**Aim of the task:**
Copy out every line in the part that opens with the line containing "Keep to two rules. Tag each instance of the slender" and closes with the last line. Shift each coordinate in the answers up by 32, and leave all other numbers unchanged.

-----

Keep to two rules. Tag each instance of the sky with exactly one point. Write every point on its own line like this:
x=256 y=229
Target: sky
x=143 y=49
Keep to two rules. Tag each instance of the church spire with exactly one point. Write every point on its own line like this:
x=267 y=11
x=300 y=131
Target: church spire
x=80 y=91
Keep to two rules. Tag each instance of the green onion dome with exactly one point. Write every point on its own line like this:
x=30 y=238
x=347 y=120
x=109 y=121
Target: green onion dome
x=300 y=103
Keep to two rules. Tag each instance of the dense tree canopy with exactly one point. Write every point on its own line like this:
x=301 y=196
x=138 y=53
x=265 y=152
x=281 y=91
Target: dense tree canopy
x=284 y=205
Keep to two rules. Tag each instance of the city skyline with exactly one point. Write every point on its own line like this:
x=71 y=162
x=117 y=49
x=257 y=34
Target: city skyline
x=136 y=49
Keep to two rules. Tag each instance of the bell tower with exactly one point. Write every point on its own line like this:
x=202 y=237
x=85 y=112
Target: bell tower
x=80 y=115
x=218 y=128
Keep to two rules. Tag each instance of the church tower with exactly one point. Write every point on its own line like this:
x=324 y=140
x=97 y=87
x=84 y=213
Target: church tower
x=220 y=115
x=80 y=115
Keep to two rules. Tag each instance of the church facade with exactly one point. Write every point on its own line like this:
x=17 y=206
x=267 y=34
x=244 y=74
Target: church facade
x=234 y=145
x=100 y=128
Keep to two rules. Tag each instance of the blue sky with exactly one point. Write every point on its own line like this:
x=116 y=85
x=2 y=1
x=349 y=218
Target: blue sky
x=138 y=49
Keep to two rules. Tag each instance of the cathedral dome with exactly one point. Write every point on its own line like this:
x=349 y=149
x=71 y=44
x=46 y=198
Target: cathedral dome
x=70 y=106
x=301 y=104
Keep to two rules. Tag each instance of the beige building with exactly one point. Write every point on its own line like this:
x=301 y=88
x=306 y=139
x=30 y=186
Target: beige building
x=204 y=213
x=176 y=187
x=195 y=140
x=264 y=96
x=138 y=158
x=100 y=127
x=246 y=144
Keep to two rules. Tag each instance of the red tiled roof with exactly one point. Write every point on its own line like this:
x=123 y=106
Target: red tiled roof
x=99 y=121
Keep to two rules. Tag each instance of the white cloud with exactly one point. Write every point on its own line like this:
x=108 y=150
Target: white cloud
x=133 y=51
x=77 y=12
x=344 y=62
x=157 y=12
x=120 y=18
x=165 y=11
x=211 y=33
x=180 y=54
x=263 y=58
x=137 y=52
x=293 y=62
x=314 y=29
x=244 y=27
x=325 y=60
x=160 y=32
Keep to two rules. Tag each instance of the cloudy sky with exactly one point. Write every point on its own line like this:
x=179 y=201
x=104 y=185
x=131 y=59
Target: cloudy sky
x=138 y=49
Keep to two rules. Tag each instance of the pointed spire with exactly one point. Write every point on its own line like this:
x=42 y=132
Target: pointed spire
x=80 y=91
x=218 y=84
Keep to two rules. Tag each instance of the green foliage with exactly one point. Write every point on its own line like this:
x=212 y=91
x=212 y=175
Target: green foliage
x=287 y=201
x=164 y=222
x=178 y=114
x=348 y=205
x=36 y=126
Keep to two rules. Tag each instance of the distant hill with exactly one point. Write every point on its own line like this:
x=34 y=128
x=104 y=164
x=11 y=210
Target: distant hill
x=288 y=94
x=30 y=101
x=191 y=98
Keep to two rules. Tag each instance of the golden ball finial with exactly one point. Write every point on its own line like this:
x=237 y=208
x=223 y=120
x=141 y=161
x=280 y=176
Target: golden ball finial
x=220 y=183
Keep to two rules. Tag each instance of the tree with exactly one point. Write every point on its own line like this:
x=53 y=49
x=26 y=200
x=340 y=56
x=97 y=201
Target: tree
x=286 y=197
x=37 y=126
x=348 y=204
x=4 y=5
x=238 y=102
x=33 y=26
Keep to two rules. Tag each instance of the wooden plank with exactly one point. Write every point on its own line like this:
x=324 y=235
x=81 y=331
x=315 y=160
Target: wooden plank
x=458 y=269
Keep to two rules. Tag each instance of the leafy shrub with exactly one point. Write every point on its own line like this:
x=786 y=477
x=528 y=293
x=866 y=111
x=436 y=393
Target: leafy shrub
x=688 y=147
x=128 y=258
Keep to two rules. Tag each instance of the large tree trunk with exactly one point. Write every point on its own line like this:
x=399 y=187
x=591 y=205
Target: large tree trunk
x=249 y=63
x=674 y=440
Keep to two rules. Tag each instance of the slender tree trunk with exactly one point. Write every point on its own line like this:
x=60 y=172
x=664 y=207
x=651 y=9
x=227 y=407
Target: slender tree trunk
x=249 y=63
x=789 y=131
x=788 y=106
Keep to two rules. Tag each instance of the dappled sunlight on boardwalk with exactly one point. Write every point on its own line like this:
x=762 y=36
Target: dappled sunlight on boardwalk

-----

**Written response:**
Keep to two rules. Tag each instance of the slender tree trunk with exactly one point. Write every point on its own line like this:
x=60 y=172
x=664 y=207
x=651 y=9
x=227 y=407
Target: slender tree trunk
x=281 y=95
x=821 y=163
x=820 y=138
Keep to two rules. Tag each instance of the dappled sunlight on boardwalk with exactly one point. Write every point on its own line like this:
x=762 y=36
Target: dappled sunlight on boardwalk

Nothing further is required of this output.